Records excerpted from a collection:
┌────────

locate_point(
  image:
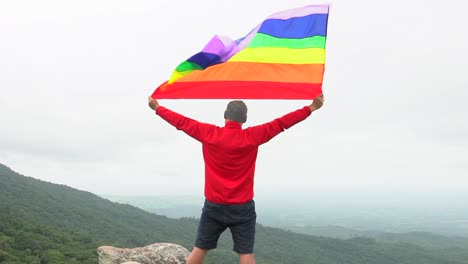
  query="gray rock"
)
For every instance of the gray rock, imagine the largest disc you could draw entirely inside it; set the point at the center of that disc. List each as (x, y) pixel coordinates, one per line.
(159, 253)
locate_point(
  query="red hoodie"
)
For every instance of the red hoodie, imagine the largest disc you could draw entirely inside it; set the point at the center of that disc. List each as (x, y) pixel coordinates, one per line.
(230, 152)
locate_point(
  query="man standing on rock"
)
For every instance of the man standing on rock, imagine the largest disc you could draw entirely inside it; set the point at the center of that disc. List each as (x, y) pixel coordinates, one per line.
(230, 153)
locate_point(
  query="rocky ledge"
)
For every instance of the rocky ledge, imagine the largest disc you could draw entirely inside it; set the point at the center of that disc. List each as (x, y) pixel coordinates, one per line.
(159, 253)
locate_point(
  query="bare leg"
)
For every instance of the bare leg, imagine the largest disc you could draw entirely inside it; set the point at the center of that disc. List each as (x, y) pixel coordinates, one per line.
(197, 256)
(246, 259)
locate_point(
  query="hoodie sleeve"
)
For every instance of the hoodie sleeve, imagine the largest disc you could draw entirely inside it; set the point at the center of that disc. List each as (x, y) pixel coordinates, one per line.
(191, 127)
(265, 132)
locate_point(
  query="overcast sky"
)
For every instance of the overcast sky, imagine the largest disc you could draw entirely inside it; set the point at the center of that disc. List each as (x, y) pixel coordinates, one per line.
(75, 77)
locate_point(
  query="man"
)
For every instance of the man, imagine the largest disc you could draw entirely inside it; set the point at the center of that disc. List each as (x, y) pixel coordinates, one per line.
(230, 153)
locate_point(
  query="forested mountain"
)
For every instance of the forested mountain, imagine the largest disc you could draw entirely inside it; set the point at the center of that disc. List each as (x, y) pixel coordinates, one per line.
(43, 222)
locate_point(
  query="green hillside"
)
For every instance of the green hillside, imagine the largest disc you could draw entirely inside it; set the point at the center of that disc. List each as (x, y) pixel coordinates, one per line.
(43, 222)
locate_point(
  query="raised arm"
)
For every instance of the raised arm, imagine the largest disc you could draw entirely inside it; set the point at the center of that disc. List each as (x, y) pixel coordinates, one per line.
(265, 132)
(193, 128)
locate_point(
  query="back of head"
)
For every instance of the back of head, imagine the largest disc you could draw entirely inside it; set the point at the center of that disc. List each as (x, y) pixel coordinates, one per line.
(236, 111)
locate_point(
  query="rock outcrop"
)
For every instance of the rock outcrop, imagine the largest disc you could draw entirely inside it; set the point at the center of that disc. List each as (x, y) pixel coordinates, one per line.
(159, 253)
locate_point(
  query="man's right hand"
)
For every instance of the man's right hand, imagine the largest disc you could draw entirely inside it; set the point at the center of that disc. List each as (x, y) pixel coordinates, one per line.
(317, 103)
(152, 103)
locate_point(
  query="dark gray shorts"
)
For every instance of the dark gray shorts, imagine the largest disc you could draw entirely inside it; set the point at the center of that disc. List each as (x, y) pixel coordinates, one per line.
(216, 218)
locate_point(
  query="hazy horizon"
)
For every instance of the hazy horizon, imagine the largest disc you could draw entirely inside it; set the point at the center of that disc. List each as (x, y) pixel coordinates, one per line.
(76, 77)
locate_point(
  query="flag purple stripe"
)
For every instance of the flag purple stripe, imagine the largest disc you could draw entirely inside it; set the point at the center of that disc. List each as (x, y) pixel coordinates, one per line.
(303, 11)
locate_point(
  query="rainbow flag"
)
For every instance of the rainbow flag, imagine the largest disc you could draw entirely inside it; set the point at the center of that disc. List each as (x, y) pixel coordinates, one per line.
(282, 58)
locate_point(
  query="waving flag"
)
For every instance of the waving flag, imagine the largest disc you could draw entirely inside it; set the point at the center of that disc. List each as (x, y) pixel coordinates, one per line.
(282, 58)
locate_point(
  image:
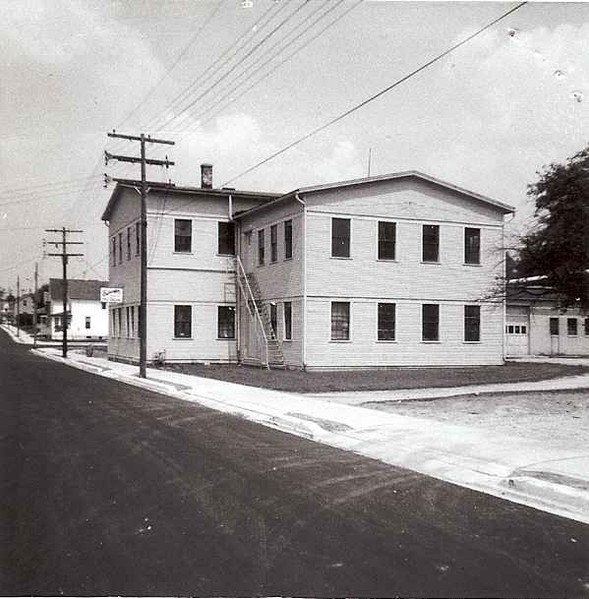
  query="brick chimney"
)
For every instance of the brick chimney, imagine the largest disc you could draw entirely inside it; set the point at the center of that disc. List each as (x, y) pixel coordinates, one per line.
(206, 176)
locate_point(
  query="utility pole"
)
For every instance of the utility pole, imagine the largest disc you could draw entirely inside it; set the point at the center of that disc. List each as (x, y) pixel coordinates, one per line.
(64, 260)
(18, 305)
(143, 190)
(35, 305)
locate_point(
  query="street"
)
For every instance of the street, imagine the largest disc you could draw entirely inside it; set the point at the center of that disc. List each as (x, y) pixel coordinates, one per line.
(108, 489)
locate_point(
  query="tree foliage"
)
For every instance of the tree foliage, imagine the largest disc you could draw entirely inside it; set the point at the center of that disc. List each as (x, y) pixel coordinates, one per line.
(558, 246)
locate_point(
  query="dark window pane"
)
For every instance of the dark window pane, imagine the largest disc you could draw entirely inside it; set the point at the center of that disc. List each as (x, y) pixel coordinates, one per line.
(554, 326)
(472, 246)
(226, 235)
(387, 233)
(431, 243)
(386, 322)
(430, 322)
(226, 322)
(288, 239)
(182, 321)
(340, 237)
(340, 320)
(182, 235)
(472, 323)
(261, 248)
(288, 320)
(273, 243)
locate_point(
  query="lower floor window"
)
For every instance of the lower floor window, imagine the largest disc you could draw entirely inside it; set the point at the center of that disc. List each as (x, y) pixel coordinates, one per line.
(226, 322)
(472, 323)
(386, 322)
(340, 321)
(182, 321)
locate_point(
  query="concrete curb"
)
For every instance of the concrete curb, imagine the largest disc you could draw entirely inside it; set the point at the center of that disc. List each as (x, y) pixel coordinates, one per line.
(379, 436)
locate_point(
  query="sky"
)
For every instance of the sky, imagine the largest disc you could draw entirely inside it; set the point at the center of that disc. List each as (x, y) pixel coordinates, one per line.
(234, 81)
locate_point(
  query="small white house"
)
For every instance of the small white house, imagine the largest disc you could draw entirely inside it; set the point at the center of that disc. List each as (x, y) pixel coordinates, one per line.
(87, 317)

└────────

### TASK BRIEF
The records above, minus their pictures, are to be returned word for word.

### ANSWER BOX
locate_point(
  image:
  query="gray rock"
)
For every instance of the gray rock, imagine the largest disc you could draw entirely inside it; set the point at the center of that disc. List each as (x, y) pixel coordinates, one per line.
(159, 253)
locate_point(
  query="red hoodie"
)
For every instance of the red hoodie, imagine the largest disc you could draw entirely inside it; set the point at the center of that disc. List each as (x, y) pixel coordinates, one per line.
(230, 152)
locate_point(
  query="man standing on rock"
)
For every instance of the man standing on rock, imagine the largest disc you could draw entirely inside it; set the point at the center of that disc. List each as (x, y) pixel coordinates, one per line.
(230, 153)
locate_point(
  query="rocky ledge"
)
For every instance of the rocky ledge, imagine the largest disc you could draw entirely inside it; set the point at the center of that disc. List each as (x, y) pixel coordinates, one per line.
(159, 253)
locate_point(
  query="bare leg"
)
For every instance of the bare leg, imagine the largest disc you could draw entirely inside it; set the point at the center of that disc. List each as (x, y) pixel coordinates, one per line.
(197, 256)
(246, 259)
locate_point(
  query="hoodie sleeve"
)
For every instance of the hoodie sleeve, imagine the largest disc you could draw entirely inside it; set the point at the center of that disc. List each as (x, y) pixel coordinates, one per line.
(191, 127)
(265, 132)
locate_point(
  query="overcast sky"
)
For every instance of the overcast sky, imagine the largest disc you could draw entirely inside it; set the point at the center of that disc. List each as (x, y) pixel coordinates, one per line.
(75, 77)
locate_point(
  query="man"
)
For every instance of the man, imagine the largest disc you could draw entirely inside it; set the point at the center of that disc. List each as (x, y) pixel coordinates, one per line.
(230, 153)
locate_point(
  query="forested mountain"
)
For every instance of the forested mountain, imagine the largest disc you could draw entirely inside it; set the point at the center of that disc. List each as (x, y) pixel coordinates, one per line.
(43, 222)
locate_point(
  query="green hillside"
)
For every instance of the green hillside, imagine the largest disc you could draw entirely inside it; set the point at the center of that disc. List each as (x, y) pixel coordinates, one per line.
(43, 222)
locate_point(
  query="raised arm"
)
For every instance of the raised arm, imagine the largest disc you could draw entirely inside it; set the point at the center of that disc. List each as (x, y) pixel coordinates, one per line.
(265, 132)
(193, 128)
locate_point(
  query="back of head"
)
For every instance of the back of head, imagine the largest disc you could draw entirely inside it; set the point at the center of that disc. List each as (x, y) pixel coordinates, one per line.
(236, 111)
locate_point(
  query="rock outcrop"
)
For every instance of the rock outcrop, imagine the largest disc you could draw entirely inside it; set the point at the center of that disc. List each as (x, y) pixel coordinates, one per line.
(159, 253)
locate_point(
  query="man's right hand"
)
For every instance of the man's right hand, imagine the largest disc you could draw entirely inside it; set the point at the center of that disc. List each as (x, y) pixel coordinates, one per line.
(317, 103)
(152, 103)
locate_point(
  query="dark gray shorts"
)
For every instance of the dark gray shorts, imagine the largest disc you could draw entirely inside it; set the point at the center of that disc. List each as (x, y) pixel coordinates, one per line.
(216, 218)
locate_point(
  query="hazy horizon"
)
For every instance of the hazy horizon, imagine the largest disc you could draw entirely inside it; set the point at the center of that disc. List each as (x, y) pixel coordinates, one per line.
(76, 77)
locate_point(
  query="flag purple stripe"
)
For every instance of the flag purple stripe, imagine the largest disc you could draw entirely inside it; set the point at the center of that disc. List each as (x, y) pixel coordinates, one per line.
(303, 11)
locate_point(
  query="rainbow flag"
)
For every instance of the rainbow flag, imagine the largest disc you could draw entirely inside it; set the point at the center of that disc. List each as (x, y) pixel coordinates, one per line.
(282, 58)
locate_point(
  query="waving flag"
)
For every instance of the waving flag, imagine the largest disc you could draw entirely inside it; set the point at the center of that disc. List each as (x, y) pixel coordinates, one per line.
(282, 58)
locate_point(
  image:
  query="brick chimney"
)
For every instance of the brick chimney, imagine the largest disc you could draw entirely inside it; set the point at the center of that disc. List each as (x, y) pixel coordinates, one per line.
(206, 176)
locate_point(
  query="utility pole"
)
For every instance of the utility pole, imagine the largest disc you could draw entirely inside it; set the point at the center of that disc. List each as (x, y) pixel coordinates, one per line.
(64, 260)
(18, 305)
(143, 190)
(35, 305)
locate_point(
  query="street"
)
For every instance of the street, imagine the largest disc you could draw entirely inside it; set the point at the center of that disc. List each as (x, y) pixel coordinates, one per line.
(108, 489)
locate_point(
  query="tree foliage"
)
For every instance of the tree foliage, imagine the largest disc you could draw entirely inside it; set the point at the center of that disc. List each as (x, y) pixel coordinates, one per line.
(558, 246)
locate_point(
  query="dark window pane"
)
For every instance of the dark window pane, imagine the largest disc you could draw entirely inside it; set the point at the center of that disc. List each as (x, y) pixel coordinates, one per line.
(554, 326)
(472, 246)
(226, 235)
(387, 233)
(431, 243)
(386, 322)
(430, 322)
(226, 322)
(288, 239)
(182, 321)
(340, 237)
(340, 320)
(182, 235)
(472, 323)
(261, 248)
(288, 320)
(273, 243)
locate_point(
  query="lower floor window"
)
For every instance of the lower floor window, imagine the largest disc you could draw entirely inside it; set the point at the center of that disc. List each as (x, y) pixel coordinates, one per line.
(226, 322)
(472, 323)
(386, 322)
(340, 321)
(182, 321)
locate_point(
  query="concrete curb"
)
For every instance of the concrete curb, imagine the largest disc you could draw entirely inside it; set the point at the center of that disc. List each as (x, y) pixel coordinates, one per line.
(379, 436)
locate_point(
  query="sky"
)
For every instance of the sky, imagine the largest disc you could draw entirely inside it; set the point at the center of that disc. List each as (x, y) pixel coordinates, one per line.
(234, 81)
locate_point(
  query="small white house"
)
For every instance of the small white house, imagine the largest disc you could draw entirely inside it; set the point at the center of that disc. List each as (x, y) pixel coordinates, one per line.
(87, 317)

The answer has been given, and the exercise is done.